課題 A. 後に示す行のうち、文字列「railing」を含むものをすべて列挙すること。大文字と小文字は区別する。

文書の抜粋.
『十地経』の八番目は不動地
当院のご本尊は不動明王
お経の中にも「不動」という
言葉が出てくると気になる
ものです。
ちょうど講義でも「不動」
ということが出てきました。
「人生のあらゆる問題は
皆その因縁によって
賜ったものです。
問題は、
それを如何に
我々がいただくか
ということが
我々の責任になるわけです。
それほど強い対場はない。
良いものは欲しいけれども
悪いものはいやだとか、
そういうことじゃない。
悪いものがきても
良いものがきても、
逆境がきても
順境がきても、
それは平等に如から来た
ものです。
如から賜ったものです。
そうすれば
もう動きようがない、
自分の立っておる大地はね。
不動です。
地を見出したということは
自分が不動になった
ということです。
不動ということは
どの地についても
言えるんです。
地は不動ということと
同義語なんです。
しかし最も顕著に表して
あるのが第八不動地です。
だけど
初歓喜地の経文から不動
ということが語られています
しかし地そのものは
十はないけれども、
地を得た自分には色んな
雑夾性をまだもっています。

(位置ラベリングデータの抜粋)
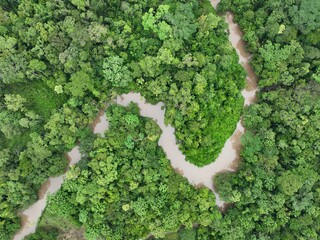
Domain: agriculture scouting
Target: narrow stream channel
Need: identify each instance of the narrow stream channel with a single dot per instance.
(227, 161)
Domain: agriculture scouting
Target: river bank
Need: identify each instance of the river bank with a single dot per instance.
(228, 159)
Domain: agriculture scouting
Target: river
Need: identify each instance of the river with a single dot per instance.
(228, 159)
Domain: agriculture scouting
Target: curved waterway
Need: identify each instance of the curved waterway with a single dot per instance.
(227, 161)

...

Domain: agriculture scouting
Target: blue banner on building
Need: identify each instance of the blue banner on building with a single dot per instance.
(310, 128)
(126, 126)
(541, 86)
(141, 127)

==

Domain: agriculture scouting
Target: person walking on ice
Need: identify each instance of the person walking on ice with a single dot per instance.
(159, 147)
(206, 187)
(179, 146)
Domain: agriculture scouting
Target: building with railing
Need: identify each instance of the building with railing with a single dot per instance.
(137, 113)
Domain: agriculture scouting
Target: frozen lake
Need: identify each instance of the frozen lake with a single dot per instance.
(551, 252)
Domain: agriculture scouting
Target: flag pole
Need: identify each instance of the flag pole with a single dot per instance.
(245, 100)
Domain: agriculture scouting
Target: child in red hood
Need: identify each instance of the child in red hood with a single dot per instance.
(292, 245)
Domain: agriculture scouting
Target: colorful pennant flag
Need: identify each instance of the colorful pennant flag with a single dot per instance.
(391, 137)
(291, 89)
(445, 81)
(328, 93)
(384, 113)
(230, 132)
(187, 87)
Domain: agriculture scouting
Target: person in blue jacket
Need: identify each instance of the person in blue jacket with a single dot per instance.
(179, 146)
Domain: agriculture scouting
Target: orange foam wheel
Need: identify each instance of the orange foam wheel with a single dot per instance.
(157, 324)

課題 B. 上の不動地についての講義の文章を、最後の文の次から書き継ぐこと。

正解 A.
Target: building with railing
Need: identify each instance of the building with railing with a single dot per instance.

正解 B.
たとえてみたら、
先言ったように
心境を開いたような正見の
智慧を開いたということは
具体的には信心といっても
いい。
信心はキリスト教の
信仰と違って、
仰ぐというようなこと
とは違って、
信知するという。
やはり一つの智慧という
ものを、
信として智慧を賜る。
正見の智慧を賜る。
人間の智慧じゃないんだ。
論理的な智慧じゃない。
信心が成仏するんです。
信心を得て別にまた
成仏するということはない。
信心が成仏するんです。
成仏の真因なんです。
信心が成仏する。
しかし信を得た時
すぐ成仏したと、
こうは言えんのです。
信は凡夫でも得られるけど
成仏したときには
凡夫ということはありえない
凡夫にも信心は開く。
その信心が成仏するんです
けども、
しかし
信心は凡夫と矛盾せんのです
凡夫の中に凡夫を破って
現れる。
ちょうど
泥の中に蓮華が咲いた
ようなものだ。
蓮華は信心の華です。
しかし
蓮華の花の咲いたところは
泥の水の中です。
泥の水があるということと
蓮華の華があるということと
は何も矛盾せん。
泥の中にあっても泥にならん
だから正見というのです。
だから信心を得ても
信心を得ない人と同じ
欠点をたくさんもっている。
だからして、
信心を得ても甘いものは
甘いし寒いものは寒い、
困るときは困る。
信心を得たらなにも困らんと
そんな嘘をつく必要はない。
困るときは困る。
だけど
困るといっても
困るということが
立場にならんのですよ。」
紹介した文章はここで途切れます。